==== Given entries ====

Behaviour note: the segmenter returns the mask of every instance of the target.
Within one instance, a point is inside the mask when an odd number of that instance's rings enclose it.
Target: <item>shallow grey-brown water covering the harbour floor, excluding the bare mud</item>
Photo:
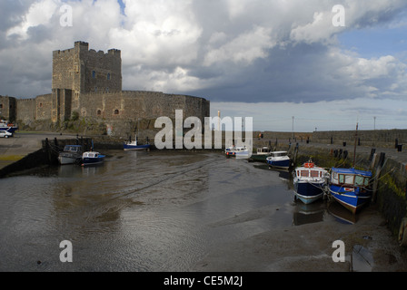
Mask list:
[[[216,152],[104,153],[0,179],[1,271],[188,271],[217,245],[335,219],[295,202],[288,172]]]

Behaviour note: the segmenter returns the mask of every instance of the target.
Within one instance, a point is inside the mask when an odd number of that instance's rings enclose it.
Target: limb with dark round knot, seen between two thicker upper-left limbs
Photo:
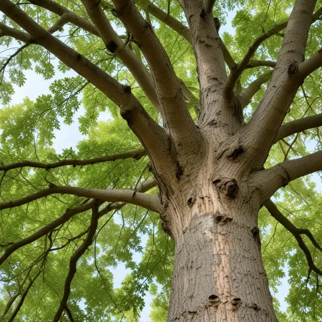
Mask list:
[[[145,65],[137,58],[137,55],[120,39],[109,23],[99,2],[91,0],[82,0],[90,19],[94,23],[100,38],[106,45],[106,48],[115,53],[118,58],[128,67],[138,85],[147,95],[152,104],[158,108],[159,100],[156,94],[152,77]]]

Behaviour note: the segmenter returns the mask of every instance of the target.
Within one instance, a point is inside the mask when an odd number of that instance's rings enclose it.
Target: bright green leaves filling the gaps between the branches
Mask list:
[[[57,2],[88,19],[81,1]],[[158,0],[154,4],[167,11],[168,1]],[[137,5],[143,13],[147,3],[141,0],[137,1]],[[227,17],[235,12],[232,20],[235,33],[222,34],[222,39],[233,58],[240,61],[256,37],[273,25],[285,21],[292,5],[293,1],[288,0],[217,1],[214,14],[219,17],[222,25],[225,25],[229,20]],[[319,5],[321,1],[317,7]],[[46,29],[57,21],[54,14],[41,7],[27,3],[24,5],[24,10]],[[186,24],[177,2],[171,2],[170,13]],[[110,11],[106,11],[106,14],[111,23],[124,32],[119,20]],[[165,24],[153,16],[150,18],[177,76],[199,99],[195,57],[191,46]],[[16,24],[10,23],[19,29]],[[67,37],[63,36],[66,34]],[[321,44],[321,34],[322,22],[317,21],[310,31],[307,56],[315,52],[318,44]],[[160,122],[159,112],[152,107],[133,76],[114,54],[106,50],[104,43],[98,37],[73,25],[65,25],[56,36],[61,37],[69,46],[113,75],[118,81],[130,85],[132,92],[151,117]],[[276,60],[277,48],[280,48],[281,42],[281,35],[270,37],[260,46],[253,59]],[[1,37],[0,45],[4,49],[12,48],[11,54],[16,50],[15,47],[20,47],[22,44],[10,37]],[[132,43],[132,48],[146,64],[135,43]],[[2,66],[5,61],[6,59],[1,59],[0,65]],[[25,79],[24,71],[31,69],[42,75],[45,80],[52,79],[51,94],[39,93],[35,101],[25,98],[21,104],[10,105],[11,96],[19,95],[19,92],[14,93],[13,85],[23,86],[25,81],[28,81]],[[65,73],[66,77],[53,79],[57,70]],[[242,87],[247,87],[251,81],[268,70],[267,67],[247,69],[241,77]],[[322,112],[321,78],[322,70],[319,69],[305,80],[303,88],[298,90],[285,122]],[[245,110],[245,121],[257,108],[265,86],[262,86]],[[81,76],[75,76],[66,65],[58,62],[39,46],[28,46],[9,62],[2,75],[0,103],[3,105],[0,109],[0,161],[3,164],[26,159],[41,160],[44,163],[66,158],[88,159],[140,147],[137,137],[119,116],[118,107],[97,88]],[[196,116],[194,105],[194,101],[188,103],[193,117]],[[62,154],[57,154],[52,148],[54,130],[60,129],[60,122],[70,125],[75,112],[81,106],[84,108],[84,113],[79,118],[79,131],[87,135],[87,138],[79,142],[76,151],[67,148]],[[109,113],[109,121],[99,121],[102,113]],[[321,129],[310,129],[298,136],[286,138],[284,142],[272,147],[265,166],[272,166],[286,157],[304,156],[311,150],[322,149],[320,137]],[[289,148],[290,144],[292,148]],[[148,172],[147,165],[148,158],[143,157],[139,160],[116,160],[84,167],[63,166],[48,171],[31,170],[27,167],[10,170],[0,179],[1,202],[19,199],[46,188],[47,181],[56,185],[99,189],[134,189],[138,181],[144,182],[152,176]],[[156,188],[150,193],[157,193]],[[310,177],[292,182],[282,188],[275,198],[279,210],[286,217],[297,227],[309,228],[317,241],[322,243],[320,233],[322,196],[317,193]],[[75,196],[52,195],[21,207],[1,211],[0,244],[15,242],[29,236],[60,217],[66,209],[81,202],[82,199]],[[59,226],[51,236],[47,234],[14,252],[10,260],[1,267],[0,311],[4,311],[11,296],[20,294],[26,287],[29,283],[28,276],[33,278],[41,270],[15,321],[50,321],[62,297],[69,259],[85,237],[81,236],[75,240],[72,238],[84,232],[89,223],[90,212],[79,213]],[[311,273],[307,282],[307,261],[296,240],[269,215],[265,208],[260,210],[259,225],[263,261],[272,290],[276,290],[280,285],[281,278],[285,276],[285,268],[289,269],[290,290],[286,313],[279,311],[279,303],[274,299],[279,321],[321,321],[322,293],[321,288],[318,289],[317,286],[321,285],[322,281],[315,273]],[[171,288],[174,242],[161,229],[159,215],[127,204],[121,210],[101,217],[98,232],[95,242],[78,262],[77,273],[72,281],[68,305],[73,312],[74,320],[94,322],[123,319],[136,322],[144,307],[143,298],[149,291],[154,296],[151,304],[151,321],[165,321]],[[43,259],[42,254],[48,247],[50,238],[53,243],[52,249],[57,250],[50,251]],[[307,238],[305,241],[315,256],[316,265],[322,267],[321,254],[317,255],[318,251]],[[58,249],[60,247],[61,249]],[[119,287],[114,287],[113,271],[115,272],[119,265],[125,265],[129,274]],[[13,307],[7,313],[8,316],[12,313]],[[64,316],[63,321],[68,321],[68,317]]]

====

Activity: Copy out all of the listing word for word, but skip the images.

Response box:
Behaviour note: the segmenter returns the mask of every instance of the target.
Within one instance, a point is inside the mask when an odd number of that instance's rings enclose it.
Target: <item>shallow grey-brown water covering the harbour floor, excluding the bare mud</item>
Photo:
Mask list:
[[[216,152],[104,153],[0,179],[1,271],[188,271],[217,245],[335,219],[295,202],[288,172]]]

Behaviour note: the segmenter returns the mask of every instance of the target.
Within one instance, a point is inside the mask when an odd number of that instance's rings enclose it.
Target: limb with dark round knot, seen between two thicker upper-left limbs
Photo:
Mask list:
[[[145,65],[137,58],[137,55],[120,39],[109,23],[99,2],[91,0],[82,0],[90,19],[94,23],[100,38],[106,45],[106,48],[115,53],[118,58],[128,67],[138,85],[147,95],[152,104],[158,108],[159,100],[156,94],[152,77]]]

Behaviour note: the segmenter returns the mask of every instance of the target.
Within one instance, a point is inside the mask when an odd number of that instance's rings enclose it.
Target: bright green leaves filling the gaps between the branches
Mask list:
[[[57,2],[88,19],[81,1]],[[158,0],[154,4],[167,11],[168,1]],[[137,5],[143,13],[147,3],[141,0],[137,1]],[[227,17],[235,12],[232,20],[235,33],[222,34],[222,39],[233,58],[240,61],[256,37],[273,25],[285,21],[292,5],[293,1],[288,0],[217,1],[214,14],[219,17],[222,25],[225,25],[229,20]],[[319,5],[321,1],[317,7]],[[46,29],[57,21],[54,14],[41,7],[27,3],[24,5],[24,10]],[[186,24],[177,2],[171,2],[170,13]],[[110,11],[106,11],[106,14],[111,23],[124,32],[119,20]],[[165,24],[153,16],[150,18],[177,76],[199,99],[195,57],[191,46]],[[16,24],[10,23],[19,29]],[[67,37],[63,36],[66,34]],[[321,44],[321,34],[322,22],[317,21],[310,31],[307,56],[315,52],[318,44]],[[160,122],[159,112],[152,107],[133,76],[114,54],[106,50],[104,43],[98,37],[73,25],[65,25],[56,36],[61,37],[69,46],[113,75],[118,81],[130,85],[132,92],[151,117]],[[276,60],[277,48],[280,48],[281,42],[281,35],[270,37],[260,46],[253,59]],[[1,37],[0,45],[4,49],[12,48],[11,54],[16,50],[15,47],[20,47],[22,44],[10,37]],[[132,43],[132,48],[146,64],[135,43]],[[2,66],[5,61],[6,59],[1,59],[0,65]],[[25,79],[24,71],[31,69],[42,75],[45,80],[52,79],[51,94],[39,93],[35,101],[25,98],[21,104],[10,105],[11,96],[19,95],[19,92],[14,93],[13,85],[23,86],[25,81],[28,81]],[[65,73],[66,77],[53,79],[57,70]],[[242,87],[247,87],[251,81],[268,70],[267,67],[247,69],[241,77]],[[322,112],[321,78],[322,70],[319,69],[305,80],[303,88],[298,90],[285,122]],[[245,110],[245,121],[257,108],[265,86],[262,86]],[[81,76],[75,76],[66,65],[58,62],[39,46],[28,46],[9,62],[2,75],[0,103],[3,105],[0,109],[0,161],[3,164],[26,159],[41,160],[44,163],[66,158],[88,159],[140,147],[137,137],[119,116],[118,107],[97,88]],[[196,116],[194,105],[194,101],[188,103],[193,117]],[[62,154],[57,154],[52,148],[54,130],[60,129],[60,122],[70,125],[75,112],[81,106],[84,108],[84,113],[79,118],[79,131],[87,135],[87,138],[79,142],[76,151],[67,148]],[[109,113],[109,121],[99,121],[102,113]],[[321,129],[310,129],[298,136],[286,138],[284,142],[272,147],[265,166],[272,166],[286,157],[304,156],[311,150],[322,149],[320,137]],[[289,148],[290,144],[292,148]],[[148,172],[147,165],[148,158],[143,157],[139,160],[116,160],[84,167],[63,166],[48,171],[31,170],[27,167],[10,170],[0,179],[1,202],[19,199],[46,188],[47,181],[56,185],[99,189],[134,189],[138,181],[144,182],[152,176]],[[156,188],[150,193],[157,193]],[[310,177],[292,182],[282,188],[275,198],[279,210],[286,217],[297,227],[309,228],[317,241],[322,243],[320,233],[322,196],[317,193]],[[75,196],[52,195],[21,207],[1,211],[0,244],[15,242],[29,236],[60,217],[66,209],[81,202],[82,199]],[[59,226],[51,236],[47,234],[14,252],[10,260],[1,267],[0,311],[4,311],[11,296],[20,294],[26,287],[29,283],[28,276],[33,278],[41,270],[15,321],[50,321],[62,297],[69,259],[85,237],[81,236],[75,240],[72,238],[84,232],[89,223],[90,212],[79,213]],[[311,273],[307,282],[307,261],[296,240],[269,215],[265,208],[260,210],[259,225],[263,261],[272,290],[276,290],[280,285],[281,278],[285,276],[285,268],[289,269],[290,290],[286,313],[279,311],[279,303],[274,299],[279,321],[321,321],[322,293],[321,288],[318,289],[317,286],[321,285],[322,281],[315,273]],[[171,288],[174,242],[161,229],[159,215],[127,204],[121,210],[101,217],[98,232],[95,242],[78,262],[77,273],[72,281],[68,305],[73,312],[74,320],[94,322],[123,319],[136,322],[144,307],[143,298],[149,291],[154,296],[151,304],[151,321],[165,321]],[[43,259],[42,254],[48,247],[50,238],[53,243],[52,249],[57,250],[50,251]],[[307,238],[305,241],[315,256],[316,265],[322,267],[321,254],[317,255],[318,251]],[[58,249],[60,247],[61,249]],[[119,287],[114,287],[113,271],[115,272],[119,265],[125,265],[129,274]],[[13,307],[7,313],[8,316],[12,313]],[[64,316],[63,321],[68,321],[68,317]]]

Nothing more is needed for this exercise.